ENUNCIADO DA TAREFA:
Repete, sem alterar nada, o trecho do texto sobre a fibrose quística que vai de "A esperança média de vida de" até "anos de idade.", inclusive.
═══ EXCERTO DA PÁGINA ═══
A esperança média de vida de uma pessoa com Fibrose Quística varia hoje entre os 35 e os 40 anos. Com a idade há um agravamento dos sintomas e dos danos causados nos órgãos. No entanto, segundo o pneumologista Marco Liebermann Costa e Silva, “prevê-se que as crianças nascidas com Fibrose Quística nos anos 2000 sobrevivam até aos 50 anos”. Esta é uma melhoria significativa, quando comparada com a esperança média de vida nos anos 60, que rondava os 10 anos de idade.

 

Tanto Sebastião, que tem hoje 26 anos, como Beatriz, contam que sempre procuraram ao máximo esconder a doença. Porém, a partir do 11.º ano, a rapariga dos caracóis loiros passou a ter que viver, 24 horas sobre 24 horas, com um trólei de oxigénio. “A partir do momento que comecei a andar com o oxigénio, as pessoas olhavam para mim com olhar de ‘coitada’ e eu pensava ‘não sou uma doença com pernas’.”

 

A doença não é contagiosa, mas é hereditária. Afecta não só o aparelho respiratório, como o aparelho gastrointestinal e o aparelho reprodutor. Desde tosse persistente, expectoração espessa, hemorragias nos pulmões, obstrução intestinal, insuficiência pancreática e infertilidade, a Fibrose Quística também pode causar diabetes.
═══ EXCERTO DOS DADOS ═══
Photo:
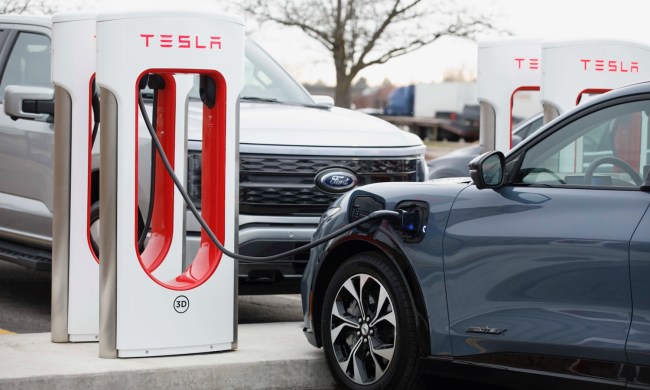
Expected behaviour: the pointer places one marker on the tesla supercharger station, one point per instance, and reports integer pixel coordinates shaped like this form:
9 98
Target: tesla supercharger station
505 67
574 70
75 268
143 313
═══
RESPOSTA DA TAREFA:
A esperança média de vida de uma pessoa com Fibrose Quística varia hoje entre os 35 e os 40 anos. Com a idade há um agravamento dos sintomas e dos danos causados nos órgãos. No entanto, segundo o pneumologista Marco Liebermann Costa e Silva, “prevê-se que as crianças nascidas com Fibrose Quística nos anos 2000 sobrevivam até aos 50 anos”. Esta é uma melhoria significativa, quando comparada com a esperança média de vida nos anos 60, que rondava os 10 anos de idade.